## What is being asked
Write the material out again exactly.

- - - - - - -

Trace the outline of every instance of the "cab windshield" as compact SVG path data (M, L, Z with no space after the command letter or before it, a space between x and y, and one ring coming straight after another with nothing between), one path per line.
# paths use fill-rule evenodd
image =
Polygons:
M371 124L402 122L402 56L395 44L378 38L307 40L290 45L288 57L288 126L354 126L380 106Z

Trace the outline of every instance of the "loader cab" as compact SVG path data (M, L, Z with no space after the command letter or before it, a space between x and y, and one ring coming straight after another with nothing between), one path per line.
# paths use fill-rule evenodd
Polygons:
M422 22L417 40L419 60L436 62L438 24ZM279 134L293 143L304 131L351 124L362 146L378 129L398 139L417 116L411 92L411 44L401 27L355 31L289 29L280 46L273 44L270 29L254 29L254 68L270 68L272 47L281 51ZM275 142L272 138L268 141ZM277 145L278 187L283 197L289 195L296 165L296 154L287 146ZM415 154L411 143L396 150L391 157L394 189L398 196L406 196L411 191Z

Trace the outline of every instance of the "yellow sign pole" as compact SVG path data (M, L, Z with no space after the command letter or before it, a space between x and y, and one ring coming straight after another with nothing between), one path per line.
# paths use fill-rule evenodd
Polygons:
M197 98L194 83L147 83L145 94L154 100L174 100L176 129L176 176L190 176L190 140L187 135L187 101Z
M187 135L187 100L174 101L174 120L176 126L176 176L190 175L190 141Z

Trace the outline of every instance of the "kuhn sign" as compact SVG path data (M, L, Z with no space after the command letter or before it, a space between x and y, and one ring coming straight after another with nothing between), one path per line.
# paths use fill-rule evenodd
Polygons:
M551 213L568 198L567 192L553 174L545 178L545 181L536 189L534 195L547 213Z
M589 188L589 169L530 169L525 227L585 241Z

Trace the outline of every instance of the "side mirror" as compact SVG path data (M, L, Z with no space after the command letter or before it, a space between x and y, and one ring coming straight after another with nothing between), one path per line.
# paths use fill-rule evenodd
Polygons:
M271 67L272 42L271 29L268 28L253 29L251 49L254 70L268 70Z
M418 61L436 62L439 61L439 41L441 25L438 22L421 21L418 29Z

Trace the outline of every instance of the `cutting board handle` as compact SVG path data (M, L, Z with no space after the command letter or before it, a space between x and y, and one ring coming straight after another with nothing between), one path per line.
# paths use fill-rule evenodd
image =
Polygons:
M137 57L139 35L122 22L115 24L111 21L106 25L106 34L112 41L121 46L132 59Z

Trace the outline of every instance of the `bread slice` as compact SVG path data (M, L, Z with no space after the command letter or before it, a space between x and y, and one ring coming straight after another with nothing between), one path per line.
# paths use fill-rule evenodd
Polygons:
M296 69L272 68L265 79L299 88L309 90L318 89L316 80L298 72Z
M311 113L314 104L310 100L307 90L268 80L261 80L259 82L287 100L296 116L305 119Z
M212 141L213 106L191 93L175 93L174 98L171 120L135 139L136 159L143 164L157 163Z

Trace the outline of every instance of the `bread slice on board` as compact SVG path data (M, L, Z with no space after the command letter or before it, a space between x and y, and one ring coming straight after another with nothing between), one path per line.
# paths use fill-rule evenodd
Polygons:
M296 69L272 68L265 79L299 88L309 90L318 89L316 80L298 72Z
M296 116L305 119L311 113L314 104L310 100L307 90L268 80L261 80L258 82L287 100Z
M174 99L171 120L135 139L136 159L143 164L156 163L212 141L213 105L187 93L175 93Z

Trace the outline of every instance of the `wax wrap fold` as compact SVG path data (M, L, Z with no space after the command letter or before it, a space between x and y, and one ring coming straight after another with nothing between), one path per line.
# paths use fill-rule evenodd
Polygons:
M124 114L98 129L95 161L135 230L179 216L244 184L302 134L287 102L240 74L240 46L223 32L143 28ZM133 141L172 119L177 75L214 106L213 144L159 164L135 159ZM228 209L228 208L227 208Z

- - - - - - -

## Final answer
Trace the outline of every instance of the "cab windshield" as compact SVG path data (M, L, Z with no space after the command letter or before it, a space between x and y, and one ring coming straight after another with nothing between), one path per line.
# paths use fill-rule evenodd
image =
Polygons:
M371 124L402 122L402 56L395 44L378 38L307 40L290 45L288 57L288 126L354 126L380 106Z

Trace the outline of every instance of the "loader cab" as compact SVG path data (M, L, Z with no space after the command letter or before it, a space between x and y, and one ring coming straight after another with nothing between), one path per line.
# paths use fill-rule evenodd
Polygons:
M422 22L417 40L419 60L436 62L438 24ZM279 134L293 143L304 131L351 124L362 146L378 129L398 139L417 116L411 92L411 44L401 27L355 31L289 29L280 46L273 44L270 29L254 29L254 68L270 68L272 47L281 51ZM275 142L272 138L268 141ZM277 145L278 187L283 197L289 195L296 165L296 154L287 146ZM415 154L411 143L396 150L391 157L394 189L398 196L406 196L411 191Z

Trace the outline of every instance of the "yellow sign pole" as compact SVG path data (M, L, Z with no space after the command letter or before it, a space between x and y, and one ring coming straight after another with nothing between), one path per line.
# paths use fill-rule evenodd
Polygons:
M197 98L194 83L147 83L145 94L154 100L174 100L176 129L176 176L190 176L190 140L187 135L187 101Z
M187 135L187 100L174 101L174 120L176 126L176 176L190 175L190 141Z

Trace the outline of every instance of the "kuhn sign" as compact SVG path data (M, L, Z with no space after the command letter or before it, a space between x and y, and one ring coming straight after another with nothing between), one path per line.
# paths use fill-rule evenodd
Polygons:
M551 213L568 198L567 192L553 174L545 178L545 181L536 189L534 195L547 213Z
M589 188L589 169L530 169L525 227L585 241Z

Trace the outline of every instance of the "side mirror" as compact SVG path data (M, L, Z with no space after the command letter or before it, a space between x and y, and one ring coming straight after another with nothing between), one path per line.
# paths use fill-rule evenodd
Polygons:
M271 67L272 42L271 29L268 28L253 29L251 49L254 70L268 70Z
M418 61L436 62L439 61L439 41L441 25L438 22L421 21L418 29Z

Trace the outline of every instance of the `cutting board handle` as compact SVG path data (M, L, Z with no space after the command letter or before it, a space between x and y, and one ring coming straight after another with nothing between), one path per line.
# paths use fill-rule evenodd
image =
Polygons:
M137 57L139 35L122 22L115 24L111 21L106 25L106 34L112 41L121 46L132 59Z

Trace the outline of every instance of the `bread slice` as compact SVG path data (M, L, Z with no space after the command letter or before it, a space between x and y, and one ring coming straight after another with nothing between), one path per line.
# paths use fill-rule evenodd
Polygons:
M296 69L272 68L265 79L299 88L309 90L318 89L316 80L298 72Z
M311 113L314 104L310 100L307 90L268 80L261 80L259 82L287 100L296 116L305 119Z
M212 141L213 106L191 93L175 93L174 98L171 120L135 139L136 159L143 164L157 163Z

Trace the outline of every instance of the `bread slice on board` as compact SVG path data (M, L, Z with no space after the command letter or before it, a space between x and y, and one ring coming straight after another with nothing between), one path per line.
# paths use fill-rule evenodd
Polygons:
M296 69L272 68L265 79L299 88L309 90L318 89L316 80L298 72Z
M296 116L305 119L311 113L314 104L310 100L307 90L268 80L261 80L258 82L287 100Z
M174 99L171 120L135 139L136 159L143 164L156 163L212 141L213 105L187 93L175 93Z

Trace the outline of every instance of the `wax wrap fold` as compact SVG path data (M, L, Z with no space after the command letter or before it, a space between x and y, and one ring coming straight after another with nothing between), one path per line.
# paths use fill-rule evenodd
Polygons:
M124 114L98 129L95 161L135 230L179 216L244 184L302 134L287 102L240 74L240 46L223 32L143 28ZM133 141L172 119L177 75L214 106L213 144L159 164L135 159ZM228 209L228 208L227 208Z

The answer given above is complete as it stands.